[Extracted material Boundary: Start]

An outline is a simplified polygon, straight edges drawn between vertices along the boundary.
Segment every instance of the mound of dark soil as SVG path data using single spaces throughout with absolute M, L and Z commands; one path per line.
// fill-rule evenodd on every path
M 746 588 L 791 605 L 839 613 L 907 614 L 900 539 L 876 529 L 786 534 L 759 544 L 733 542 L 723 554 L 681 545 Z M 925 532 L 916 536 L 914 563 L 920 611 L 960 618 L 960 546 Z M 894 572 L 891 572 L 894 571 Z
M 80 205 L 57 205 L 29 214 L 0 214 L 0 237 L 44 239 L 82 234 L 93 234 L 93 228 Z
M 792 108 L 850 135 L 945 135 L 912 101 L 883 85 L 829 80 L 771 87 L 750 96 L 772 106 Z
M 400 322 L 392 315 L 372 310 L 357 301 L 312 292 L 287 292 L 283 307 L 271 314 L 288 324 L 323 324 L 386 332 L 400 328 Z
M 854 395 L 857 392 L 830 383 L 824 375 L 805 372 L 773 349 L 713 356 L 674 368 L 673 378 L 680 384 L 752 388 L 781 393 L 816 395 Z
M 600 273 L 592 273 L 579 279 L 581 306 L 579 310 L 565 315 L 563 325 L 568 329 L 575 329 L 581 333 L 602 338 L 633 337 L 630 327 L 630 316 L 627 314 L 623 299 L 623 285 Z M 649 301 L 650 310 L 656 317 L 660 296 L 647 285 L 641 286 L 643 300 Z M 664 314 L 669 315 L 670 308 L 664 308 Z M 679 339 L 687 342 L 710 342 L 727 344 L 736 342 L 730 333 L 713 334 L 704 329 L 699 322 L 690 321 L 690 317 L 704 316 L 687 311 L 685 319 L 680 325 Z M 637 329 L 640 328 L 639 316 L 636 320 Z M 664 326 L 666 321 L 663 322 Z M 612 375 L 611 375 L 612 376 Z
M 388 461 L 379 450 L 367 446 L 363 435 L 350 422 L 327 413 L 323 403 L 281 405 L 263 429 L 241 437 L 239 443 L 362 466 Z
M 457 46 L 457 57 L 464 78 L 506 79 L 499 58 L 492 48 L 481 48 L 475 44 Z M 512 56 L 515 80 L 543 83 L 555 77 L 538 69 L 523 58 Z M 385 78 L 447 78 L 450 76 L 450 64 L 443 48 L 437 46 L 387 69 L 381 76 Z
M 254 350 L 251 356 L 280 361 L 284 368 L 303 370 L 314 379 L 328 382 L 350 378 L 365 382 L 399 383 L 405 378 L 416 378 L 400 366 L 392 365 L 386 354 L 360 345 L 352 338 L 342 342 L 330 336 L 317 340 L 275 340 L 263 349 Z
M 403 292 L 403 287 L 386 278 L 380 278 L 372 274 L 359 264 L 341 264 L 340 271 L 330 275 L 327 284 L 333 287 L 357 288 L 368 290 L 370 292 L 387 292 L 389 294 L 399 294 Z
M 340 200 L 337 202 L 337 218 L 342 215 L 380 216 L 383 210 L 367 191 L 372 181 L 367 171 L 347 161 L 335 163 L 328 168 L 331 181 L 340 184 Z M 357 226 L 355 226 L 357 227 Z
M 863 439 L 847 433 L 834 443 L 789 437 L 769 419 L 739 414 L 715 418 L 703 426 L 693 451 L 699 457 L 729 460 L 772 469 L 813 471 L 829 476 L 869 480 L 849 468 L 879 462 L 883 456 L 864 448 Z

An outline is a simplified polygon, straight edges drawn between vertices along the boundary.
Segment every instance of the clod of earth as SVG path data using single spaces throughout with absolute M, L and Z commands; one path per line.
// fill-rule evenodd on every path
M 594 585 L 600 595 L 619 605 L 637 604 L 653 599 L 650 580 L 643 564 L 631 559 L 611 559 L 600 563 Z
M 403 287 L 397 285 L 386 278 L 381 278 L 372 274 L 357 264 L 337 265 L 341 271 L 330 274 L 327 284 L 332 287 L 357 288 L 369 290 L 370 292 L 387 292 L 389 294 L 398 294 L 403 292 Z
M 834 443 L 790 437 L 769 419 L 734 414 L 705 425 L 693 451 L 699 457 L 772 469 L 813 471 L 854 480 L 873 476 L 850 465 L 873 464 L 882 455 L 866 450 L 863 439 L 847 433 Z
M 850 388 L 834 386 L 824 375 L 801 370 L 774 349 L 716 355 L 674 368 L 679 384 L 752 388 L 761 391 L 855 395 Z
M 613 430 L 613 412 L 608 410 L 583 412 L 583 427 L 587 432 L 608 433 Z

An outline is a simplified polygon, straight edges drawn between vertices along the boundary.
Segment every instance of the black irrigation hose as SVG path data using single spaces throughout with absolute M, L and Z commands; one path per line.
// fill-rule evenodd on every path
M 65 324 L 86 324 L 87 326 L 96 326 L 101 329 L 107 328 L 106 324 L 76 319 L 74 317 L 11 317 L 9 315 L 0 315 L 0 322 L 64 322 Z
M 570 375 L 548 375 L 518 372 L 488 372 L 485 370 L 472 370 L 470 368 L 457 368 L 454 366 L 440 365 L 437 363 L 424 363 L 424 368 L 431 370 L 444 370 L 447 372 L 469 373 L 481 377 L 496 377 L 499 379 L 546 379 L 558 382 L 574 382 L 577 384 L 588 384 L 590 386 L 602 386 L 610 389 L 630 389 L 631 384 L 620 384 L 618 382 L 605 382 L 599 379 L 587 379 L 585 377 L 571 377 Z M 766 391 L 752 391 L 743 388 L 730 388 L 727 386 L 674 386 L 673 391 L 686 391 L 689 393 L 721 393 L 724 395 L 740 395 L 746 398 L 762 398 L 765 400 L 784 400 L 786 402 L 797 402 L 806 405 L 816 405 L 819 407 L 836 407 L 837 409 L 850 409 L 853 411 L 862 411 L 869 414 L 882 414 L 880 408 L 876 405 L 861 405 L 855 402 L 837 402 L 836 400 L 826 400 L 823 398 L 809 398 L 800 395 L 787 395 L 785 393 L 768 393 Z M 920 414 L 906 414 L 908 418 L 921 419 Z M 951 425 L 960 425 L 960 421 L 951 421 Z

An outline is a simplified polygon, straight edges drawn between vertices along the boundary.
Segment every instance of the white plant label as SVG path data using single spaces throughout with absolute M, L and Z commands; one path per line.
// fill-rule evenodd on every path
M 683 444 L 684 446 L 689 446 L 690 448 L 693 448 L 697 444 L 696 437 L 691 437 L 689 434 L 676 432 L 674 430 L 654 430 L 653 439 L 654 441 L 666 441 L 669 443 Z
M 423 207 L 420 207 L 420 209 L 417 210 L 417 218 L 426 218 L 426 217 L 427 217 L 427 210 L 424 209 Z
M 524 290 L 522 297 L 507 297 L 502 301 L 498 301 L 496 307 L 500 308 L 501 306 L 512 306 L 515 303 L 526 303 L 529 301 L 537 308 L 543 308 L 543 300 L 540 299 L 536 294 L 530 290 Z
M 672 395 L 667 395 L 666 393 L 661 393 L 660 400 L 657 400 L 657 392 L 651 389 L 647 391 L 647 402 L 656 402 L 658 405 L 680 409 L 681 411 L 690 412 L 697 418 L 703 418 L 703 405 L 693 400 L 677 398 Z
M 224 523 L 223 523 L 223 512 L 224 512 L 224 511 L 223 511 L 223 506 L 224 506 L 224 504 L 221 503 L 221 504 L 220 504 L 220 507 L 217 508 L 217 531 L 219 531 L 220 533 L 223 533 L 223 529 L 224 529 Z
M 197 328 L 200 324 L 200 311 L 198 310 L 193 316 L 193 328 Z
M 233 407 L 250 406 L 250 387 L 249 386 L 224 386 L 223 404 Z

[Extracted material Boundary: End]

Work to be completed
Nothing but the lines from the one with "Segment every instance of the white" through the final line of the records above should appear, each copied exactly.

Written response
Segment every instance of the white plant label as SVG path data using single spaces throughout with absolute M, L and Z commands; one path per line.
// fill-rule evenodd on every path
M 683 444 L 684 446 L 689 446 L 690 448 L 693 448 L 697 444 L 696 437 L 691 437 L 689 434 L 676 432 L 674 430 L 654 430 L 653 439 L 654 441 L 666 441 L 669 443 Z
M 423 207 L 420 207 L 420 209 L 417 210 L 417 218 L 426 218 L 426 217 L 427 217 L 427 210 L 424 209 Z
M 524 290 L 522 297 L 507 297 L 502 301 L 498 301 L 496 307 L 500 308 L 501 306 L 512 306 L 515 303 L 526 303 L 529 301 L 537 308 L 543 308 L 543 300 L 540 299 L 536 294 L 530 290 Z
M 672 395 L 667 395 L 666 393 L 661 393 L 660 400 L 657 400 L 657 392 L 651 389 L 647 391 L 647 402 L 656 402 L 658 405 L 680 409 L 681 411 L 690 412 L 697 418 L 703 418 L 703 405 L 693 400 L 677 398 Z
M 224 523 L 223 523 L 223 512 L 224 512 L 224 511 L 223 511 L 223 506 L 224 506 L 224 504 L 221 503 L 221 504 L 220 504 L 220 507 L 217 508 L 217 531 L 219 531 L 220 533 L 223 533 L 223 529 L 224 529 Z
M 197 328 L 200 324 L 200 311 L 198 310 L 193 316 L 193 328 Z
M 233 407 L 250 406 L 250 387 L 249 386 L 224 386 L 223 404 Z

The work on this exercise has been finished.